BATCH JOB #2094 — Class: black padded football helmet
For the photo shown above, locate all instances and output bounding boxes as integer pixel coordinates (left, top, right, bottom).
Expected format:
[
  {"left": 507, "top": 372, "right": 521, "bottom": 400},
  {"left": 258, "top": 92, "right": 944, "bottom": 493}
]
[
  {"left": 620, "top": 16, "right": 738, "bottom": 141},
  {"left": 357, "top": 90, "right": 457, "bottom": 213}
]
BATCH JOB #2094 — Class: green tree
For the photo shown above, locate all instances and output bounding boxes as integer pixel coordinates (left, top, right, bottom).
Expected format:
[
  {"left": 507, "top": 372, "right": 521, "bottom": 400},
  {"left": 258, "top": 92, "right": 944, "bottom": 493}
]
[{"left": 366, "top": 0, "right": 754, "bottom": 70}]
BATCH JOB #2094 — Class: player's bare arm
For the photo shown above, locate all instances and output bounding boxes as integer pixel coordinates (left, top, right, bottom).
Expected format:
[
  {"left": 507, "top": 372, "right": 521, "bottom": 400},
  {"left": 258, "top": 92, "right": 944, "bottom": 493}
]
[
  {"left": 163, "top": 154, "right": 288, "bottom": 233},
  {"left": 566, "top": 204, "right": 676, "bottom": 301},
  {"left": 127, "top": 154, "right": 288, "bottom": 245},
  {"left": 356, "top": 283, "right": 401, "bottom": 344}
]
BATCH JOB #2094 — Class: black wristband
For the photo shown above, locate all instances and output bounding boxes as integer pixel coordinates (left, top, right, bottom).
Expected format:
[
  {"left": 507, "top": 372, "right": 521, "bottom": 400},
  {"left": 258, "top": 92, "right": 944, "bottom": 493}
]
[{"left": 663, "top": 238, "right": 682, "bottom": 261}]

————————

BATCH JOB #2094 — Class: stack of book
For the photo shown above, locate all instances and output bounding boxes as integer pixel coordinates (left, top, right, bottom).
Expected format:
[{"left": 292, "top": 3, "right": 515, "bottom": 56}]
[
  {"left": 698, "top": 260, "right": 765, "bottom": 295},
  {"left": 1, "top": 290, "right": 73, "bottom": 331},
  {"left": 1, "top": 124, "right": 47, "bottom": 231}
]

————————

▸ **HOW TO COMPLETE THIS TASK**
Given the records above, reproduce precisely and only the lines between the line holding "BATCH JOB #2094 — Class: black padded" and the line holding "BATCH JOB #2094 — Class: green tree", inclusive.

▸ **RESULT FOR THIS TASK**
BATCH JOB #2094 — Class: black padded football helmet
For the photo shown above, locate all instances and output bounding boxes as integer pixel coordinates (left, top, right, bottom).
Expected format:
[
  {"left": 507, "top": 372, "right": 521, "bottom": 400},
  {"left": 258, "top": 92, "right": 944, "bottom": 493}
]
[
  {"left": 620, "top": 16, "right": 738, "bottom": 141},
  {"left": 357, "top": 90, "right": 457, "bottom": 213}
]
BATCH JOB #2094 — Class: green tree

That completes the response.